(DATASET RECORDS)
※
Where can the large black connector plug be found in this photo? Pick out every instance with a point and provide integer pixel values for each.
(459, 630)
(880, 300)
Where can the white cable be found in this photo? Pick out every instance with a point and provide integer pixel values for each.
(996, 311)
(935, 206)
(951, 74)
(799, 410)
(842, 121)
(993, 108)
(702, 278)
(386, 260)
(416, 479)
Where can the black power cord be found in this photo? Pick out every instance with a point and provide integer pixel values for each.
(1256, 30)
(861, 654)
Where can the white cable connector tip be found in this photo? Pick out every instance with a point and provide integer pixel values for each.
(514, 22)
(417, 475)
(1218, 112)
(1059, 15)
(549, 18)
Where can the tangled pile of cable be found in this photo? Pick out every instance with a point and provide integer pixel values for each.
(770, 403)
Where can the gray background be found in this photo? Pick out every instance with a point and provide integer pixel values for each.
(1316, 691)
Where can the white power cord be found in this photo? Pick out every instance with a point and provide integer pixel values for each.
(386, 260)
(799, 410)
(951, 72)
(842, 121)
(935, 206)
※
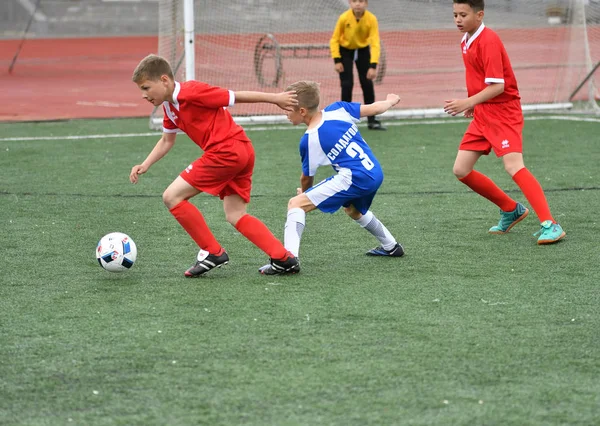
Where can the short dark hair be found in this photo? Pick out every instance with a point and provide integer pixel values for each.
※
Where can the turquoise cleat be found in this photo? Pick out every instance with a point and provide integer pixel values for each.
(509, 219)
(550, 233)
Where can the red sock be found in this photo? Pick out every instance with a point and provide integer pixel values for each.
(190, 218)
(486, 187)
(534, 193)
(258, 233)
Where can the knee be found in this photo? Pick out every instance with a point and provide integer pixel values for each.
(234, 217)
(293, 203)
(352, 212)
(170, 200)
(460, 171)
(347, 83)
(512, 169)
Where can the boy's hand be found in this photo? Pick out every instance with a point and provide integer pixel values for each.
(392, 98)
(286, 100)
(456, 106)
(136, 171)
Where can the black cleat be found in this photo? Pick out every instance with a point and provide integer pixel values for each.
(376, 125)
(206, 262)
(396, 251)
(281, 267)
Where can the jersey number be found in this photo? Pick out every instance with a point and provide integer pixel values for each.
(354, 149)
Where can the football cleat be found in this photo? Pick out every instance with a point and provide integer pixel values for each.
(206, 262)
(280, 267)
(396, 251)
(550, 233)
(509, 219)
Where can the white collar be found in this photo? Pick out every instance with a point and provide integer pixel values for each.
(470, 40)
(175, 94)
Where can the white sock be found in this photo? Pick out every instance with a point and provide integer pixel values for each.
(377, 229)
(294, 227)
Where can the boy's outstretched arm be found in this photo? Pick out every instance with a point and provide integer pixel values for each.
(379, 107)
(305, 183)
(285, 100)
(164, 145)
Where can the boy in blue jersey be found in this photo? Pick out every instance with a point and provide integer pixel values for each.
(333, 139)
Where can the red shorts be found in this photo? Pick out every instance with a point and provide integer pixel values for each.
※
(INSTRUCTIONS TO FOLLOW) Find every line in the data above that contains the word "power" and copy each of those lines in full. The match is case-sensitive.

(WRITTEN ANSWER)
Where can the black power cord be found in this photo? Pick out every instance with a point and provide integer pixel values for each.
Where can the white power cord be found in this photo? Pick out every instance with a point and provide integer pixel values for each.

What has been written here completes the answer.